§ **PROBLEM DESCRIPTION**:
Count the lines of the material below that contain the string "brown", and reply with only that number.

## begin DATA PROVIDED

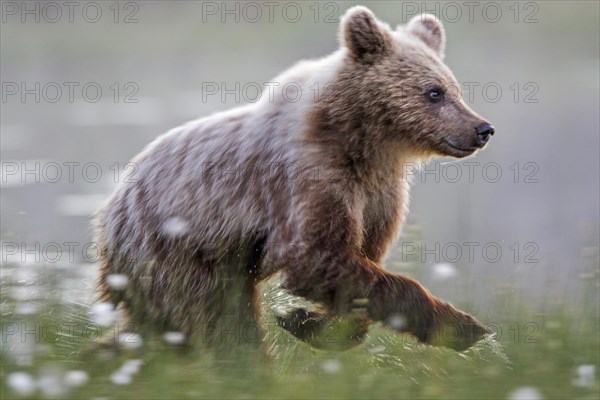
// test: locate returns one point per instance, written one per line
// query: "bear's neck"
(339, 121)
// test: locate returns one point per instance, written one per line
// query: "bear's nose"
(484, 131)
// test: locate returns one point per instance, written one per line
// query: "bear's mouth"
(462, 152)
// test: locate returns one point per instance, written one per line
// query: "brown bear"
(311, 187)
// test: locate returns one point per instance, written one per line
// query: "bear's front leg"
(326, 331)
(330, 269)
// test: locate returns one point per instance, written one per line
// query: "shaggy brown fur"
(312, 189)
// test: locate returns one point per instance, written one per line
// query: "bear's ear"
(363, 35)
(430, 30)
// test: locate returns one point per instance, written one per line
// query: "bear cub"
(312, 189)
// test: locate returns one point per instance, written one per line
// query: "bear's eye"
(435, 95)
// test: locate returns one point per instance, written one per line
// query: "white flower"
(174, 337)
(175, 226)
(76, 378)
(21, 383)
(117, 281)
(443, 271)
(525, 393)
(331, 366)
(130, 340)
(103, 314)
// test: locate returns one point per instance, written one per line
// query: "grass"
(549, 352)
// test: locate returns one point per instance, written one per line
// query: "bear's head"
(403, 90)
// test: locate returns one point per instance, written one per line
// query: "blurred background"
(85, 86)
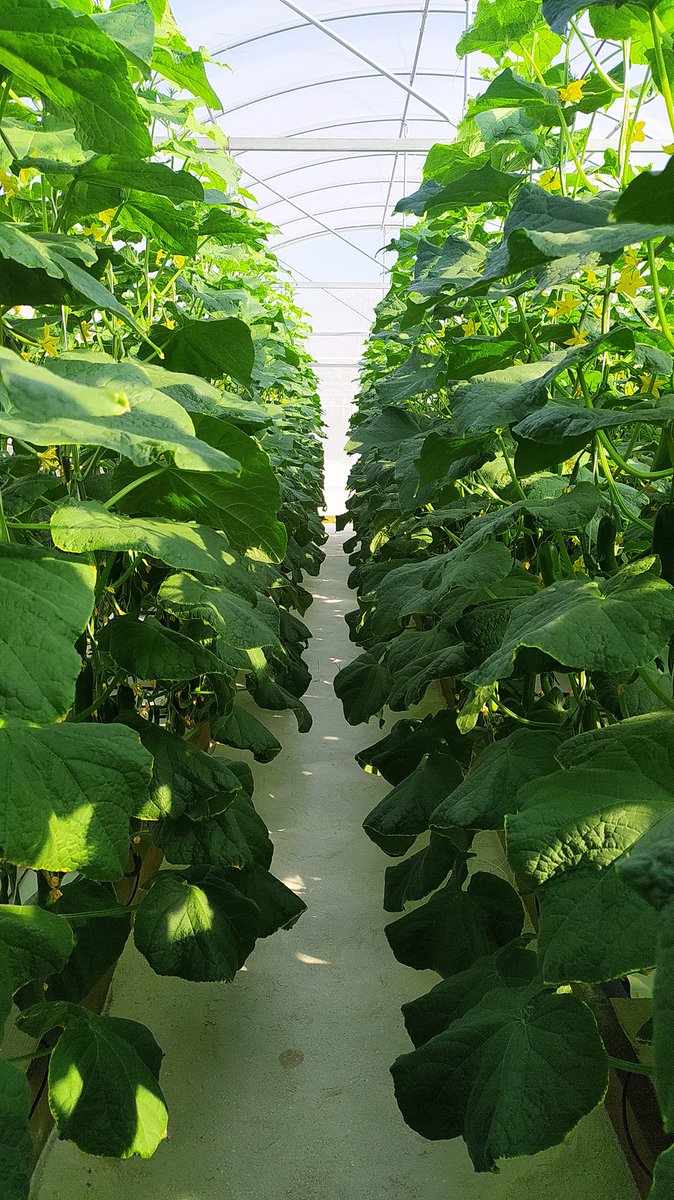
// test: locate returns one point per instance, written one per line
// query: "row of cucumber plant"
(513, 556)
(160, 483)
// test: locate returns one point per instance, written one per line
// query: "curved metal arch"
(330, 187)
(324, 162)
(372, 11)
(322, 83)
(395, 119)
(322, 233)
(326, 213)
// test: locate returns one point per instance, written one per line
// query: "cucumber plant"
(512, 501)
(160, 479)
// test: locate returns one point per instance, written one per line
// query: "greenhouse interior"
(337, 599)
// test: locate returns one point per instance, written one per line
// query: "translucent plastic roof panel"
(336, 76)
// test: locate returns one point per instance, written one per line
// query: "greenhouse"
(337, 599)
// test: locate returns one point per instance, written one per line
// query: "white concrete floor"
(278, 1084)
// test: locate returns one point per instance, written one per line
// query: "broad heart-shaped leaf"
(37, 255)
(498, 25)
(278, 906)
(217, 841)
(417, 659)
(480, 184)
(512, 1073)
(132, 27)
(185, 779)
(149, 651)
(571, 510)
(617, 625)
(235, 621)
(443, 268)
(419, 373)
(501, 399)
(397, 754)
(363, 687)
(559, 12)
(34, 941)
(67, 793)
(103, 1080)
(98, 370)
(663, 1176)
(415, 877)
(98, 941)
(587, 832)
(542, 228)
(209, 348)
(241, 730)
(79, 70)
(423, 587)
(456, 927)
(186, 69)
(84, 526)
(244, 507)
(197, 927)
(16, 1144)
(554, 423)
(397, 821)
(489, 789)
(648, 198)
(43, 409)
(44, 605)
(269, 694)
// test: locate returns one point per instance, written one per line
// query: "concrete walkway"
(278, 1084)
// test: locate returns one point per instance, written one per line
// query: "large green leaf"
(615, 625)
(455, 927)
(149, 651)
(217, 841)
(103, 1080)
(278, 906)
(67, 793)
(43, 409)
(498, 24)
(575, 838)
(420, 874)
(34, 941)
(396, 822)
(80, 72)
(98, 940)
(244, 507)
(235, 621)
(571, 510)
(52, 261)
(500, 399)
(196, 927)
(16, 1144)
(425, 587)
(649, 198)
(209, 348)
(44, 604)
(185, 779)
(241, 730)
(417, 659)
(84, 526)
(491, 786)
(513, 1069)
(363, 688)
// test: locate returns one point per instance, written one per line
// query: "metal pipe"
(365, 58)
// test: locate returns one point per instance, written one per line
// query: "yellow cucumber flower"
(578, 337)
(573, 91)
(47, 341)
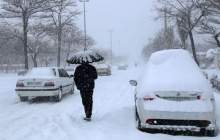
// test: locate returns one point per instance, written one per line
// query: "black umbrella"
(87, 56)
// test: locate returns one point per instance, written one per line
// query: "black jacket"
(84, 77)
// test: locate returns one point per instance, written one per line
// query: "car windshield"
(41, 72)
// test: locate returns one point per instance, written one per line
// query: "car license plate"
(33, 83)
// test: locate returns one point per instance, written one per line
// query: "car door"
(65, 80)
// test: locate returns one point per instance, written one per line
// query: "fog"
(132, 23)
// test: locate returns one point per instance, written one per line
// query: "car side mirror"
(133, 82)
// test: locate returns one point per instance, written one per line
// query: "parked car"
(173, 95)
(70, 70)
(103, 69)
(45, 81)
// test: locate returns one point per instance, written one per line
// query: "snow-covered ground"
(112, 115)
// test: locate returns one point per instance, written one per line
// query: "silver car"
(45, 82)
(172, 95)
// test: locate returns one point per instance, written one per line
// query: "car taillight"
(20, 84)
(148, 98)
(49, 84)
(151, 121)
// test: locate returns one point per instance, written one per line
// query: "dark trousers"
(87, 100)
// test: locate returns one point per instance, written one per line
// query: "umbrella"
(87, 56)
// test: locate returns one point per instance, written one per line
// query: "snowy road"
(113, 114)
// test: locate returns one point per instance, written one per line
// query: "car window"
(54, 72)
(63, 73)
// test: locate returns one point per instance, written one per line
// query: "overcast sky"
(132, 22)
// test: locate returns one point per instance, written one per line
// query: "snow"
(40, 72)
(186, 76)
(113, 117)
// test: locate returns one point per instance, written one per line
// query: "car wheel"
(138, 121)
(211, 133)
(23, 99)
(72, 90)
(58, 97)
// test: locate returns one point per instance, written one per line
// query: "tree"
(189, 14)
(61, 15)
(157, 43)
(23, 10)
(211, 23)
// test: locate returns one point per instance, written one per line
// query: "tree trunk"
(59, 40)
(217, 40)
(193, 47)
(25, 31)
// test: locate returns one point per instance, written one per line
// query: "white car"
(45, 81)
(103, 69)
(173, 95)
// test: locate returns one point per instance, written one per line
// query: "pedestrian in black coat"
(84, 77)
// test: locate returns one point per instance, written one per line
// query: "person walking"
(84, 77)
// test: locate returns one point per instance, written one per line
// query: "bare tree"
(23, 10)
(61, 15)
(157, 43)
(189, 14)
(211, 23)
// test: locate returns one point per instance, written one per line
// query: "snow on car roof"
(41, 72)
(172, 70)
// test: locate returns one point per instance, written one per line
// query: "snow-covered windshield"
(172, 70)
(41, 72)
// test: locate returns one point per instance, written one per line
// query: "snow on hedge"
(172, 70)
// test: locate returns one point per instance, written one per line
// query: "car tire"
(208, 133)
(23, 99)
(58, 97)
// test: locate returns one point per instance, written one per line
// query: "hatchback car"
(174, 95)
(45, 81)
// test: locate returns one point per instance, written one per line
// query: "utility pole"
(84, 9)
(111, 44)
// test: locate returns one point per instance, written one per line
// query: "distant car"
(70, 70)
(103, 69)
(173, 95)
(122, 67)
(45, 81)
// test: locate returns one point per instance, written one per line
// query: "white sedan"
(173, 95)
(45, 81)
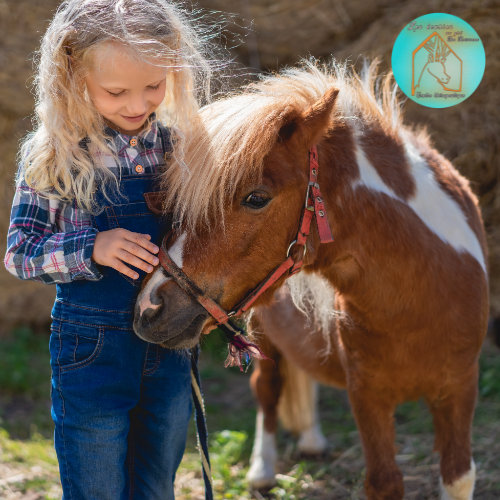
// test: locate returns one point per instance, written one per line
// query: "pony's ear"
(313, 123)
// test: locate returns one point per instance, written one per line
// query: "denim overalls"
(121, 406)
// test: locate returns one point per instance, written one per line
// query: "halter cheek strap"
(239, 345)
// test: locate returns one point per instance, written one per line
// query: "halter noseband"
(313, 206)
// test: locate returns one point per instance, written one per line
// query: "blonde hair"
(230, 141)
(52, 159)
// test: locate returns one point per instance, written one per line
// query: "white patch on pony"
(462, 488)
(439, 212)
(177, 249)
(312, 440)
(262, 470)
(144, 298)
(132, 153)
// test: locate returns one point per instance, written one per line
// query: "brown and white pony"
(408, 263)
(287, 387)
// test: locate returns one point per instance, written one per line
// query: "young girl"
(112, 74)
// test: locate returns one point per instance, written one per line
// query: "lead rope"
(201, 424)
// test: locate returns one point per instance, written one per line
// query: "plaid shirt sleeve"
(49, 241)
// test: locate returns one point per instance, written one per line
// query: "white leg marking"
(312, 440)
(177, 249)
(462, 488)
(439, 212)
(145, 296)
(264, 455)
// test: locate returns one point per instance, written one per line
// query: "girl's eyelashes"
(152, 87)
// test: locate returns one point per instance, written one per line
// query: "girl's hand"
(114, 247)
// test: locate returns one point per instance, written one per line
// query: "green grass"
(26, 444)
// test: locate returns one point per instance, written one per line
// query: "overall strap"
(201, 423)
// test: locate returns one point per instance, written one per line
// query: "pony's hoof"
(261, 475)
(312, 441)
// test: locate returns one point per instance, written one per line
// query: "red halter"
(313, 206)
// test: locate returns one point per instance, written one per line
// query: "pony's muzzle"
(165, 315)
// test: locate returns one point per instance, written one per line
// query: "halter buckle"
(294, 242)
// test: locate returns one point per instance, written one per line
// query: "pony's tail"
(297, 404)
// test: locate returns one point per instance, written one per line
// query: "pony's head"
(239, 206)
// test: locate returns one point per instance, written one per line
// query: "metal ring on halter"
(294, 242)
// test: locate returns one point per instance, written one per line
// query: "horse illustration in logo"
(436, 66)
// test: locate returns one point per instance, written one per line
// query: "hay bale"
(467, 134)
(283, 31)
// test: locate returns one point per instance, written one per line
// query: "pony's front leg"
(374, 412)
(266, 385)
(453, 414)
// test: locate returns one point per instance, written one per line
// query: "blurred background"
(281, 32)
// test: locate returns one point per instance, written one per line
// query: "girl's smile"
(135, 118)
(124, 90)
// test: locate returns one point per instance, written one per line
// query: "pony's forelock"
(227, 146)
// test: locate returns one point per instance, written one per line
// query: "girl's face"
(123, 90)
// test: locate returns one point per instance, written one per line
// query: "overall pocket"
(74, 346)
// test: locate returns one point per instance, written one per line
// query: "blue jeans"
(121, 408)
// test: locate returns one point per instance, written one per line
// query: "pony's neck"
(365, 223)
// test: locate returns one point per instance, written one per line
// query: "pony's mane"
(228, 144)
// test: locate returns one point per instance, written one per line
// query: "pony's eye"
(256, 200)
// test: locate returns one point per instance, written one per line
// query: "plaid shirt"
(51, 241)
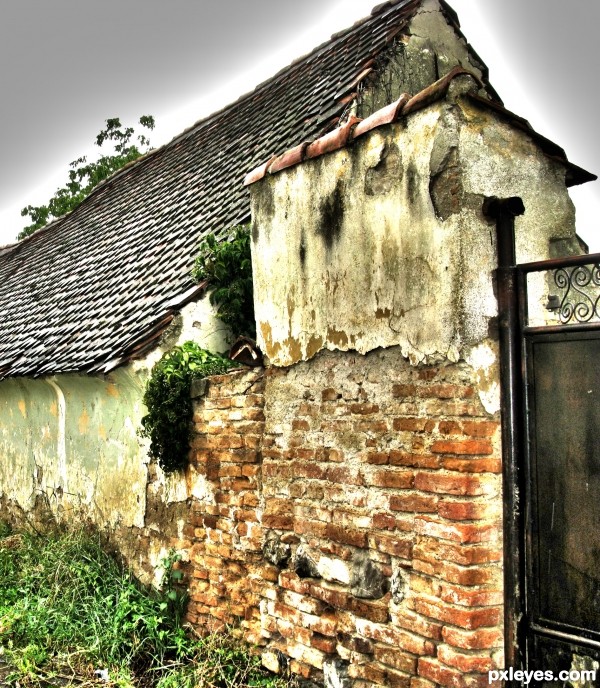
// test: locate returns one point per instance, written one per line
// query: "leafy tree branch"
(84, 175)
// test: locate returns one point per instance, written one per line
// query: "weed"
(66, 606)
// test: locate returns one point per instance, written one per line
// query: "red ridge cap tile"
(291, 157)
(355, 127)
(435, 91)
(333, 140)
(385, 115)
(258, 173)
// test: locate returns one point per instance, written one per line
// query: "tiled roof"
(354, 128)
(99, 286)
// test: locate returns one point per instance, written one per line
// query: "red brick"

## end DATA PROVIDED

§ **RESULT OF THIS TASK**:
3